== Given records ==
-*-*-

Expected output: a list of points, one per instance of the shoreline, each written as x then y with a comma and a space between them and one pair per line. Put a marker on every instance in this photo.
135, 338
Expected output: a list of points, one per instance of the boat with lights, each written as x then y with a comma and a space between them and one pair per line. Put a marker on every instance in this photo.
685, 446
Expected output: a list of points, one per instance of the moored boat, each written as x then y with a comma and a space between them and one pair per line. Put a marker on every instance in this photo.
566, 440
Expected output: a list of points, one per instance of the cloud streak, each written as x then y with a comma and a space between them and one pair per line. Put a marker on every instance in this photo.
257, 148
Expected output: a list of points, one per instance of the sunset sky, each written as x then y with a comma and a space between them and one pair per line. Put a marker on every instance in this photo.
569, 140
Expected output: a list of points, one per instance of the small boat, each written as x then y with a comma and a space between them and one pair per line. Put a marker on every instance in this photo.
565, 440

-*-*-

Turn every line of the records above into a Markdown table with two columns, "Row" for the row number and "Line" for the line itself, and leave out blank lines.

| Row | Line |
|---|---|
| 1 | Expected output: a list of points, one per instance of the shoreline, each written as x then y with a comma and a space between them and one pair per line. Put a marker on every instance in this photo. |
| 2 | 135, 338 |
| 3 | Expected output: a list of points, one per instance of the boat with lights, each written as x then y with a comma and a space between them and one pair per line. Put a marker on every instance in this photo. |
| 4 | 685, 446 |
| 5 | Expected output: a list of points, one per instance of the moored boat, each written as x then y with a comma and a space between them and one pair per line. Put a marker on every instance in this photo. |
| 6 | 566, 440 |
| 7 | Expected output: a list of points, one per instance of the cloud streak, each written as x then y with a comma and a space between them and one pair per line. Put a marker on every instance in this photo. |
| 8 | 257, 148 |
| 9 | Expected output: a list of points, one per instance of the sunset sky, each written as x then y with a comma and a space between them and one pair per line. Put a marker on every instance in this photo. |
| 10 | 569, 140 |
| 11 | Expected output: a list of points, one per instance of the small boat, each written as x then y with a comma and a space between them and one pair per line. Put a marker on every instance in this photo. |
| 12 | 565, 440 |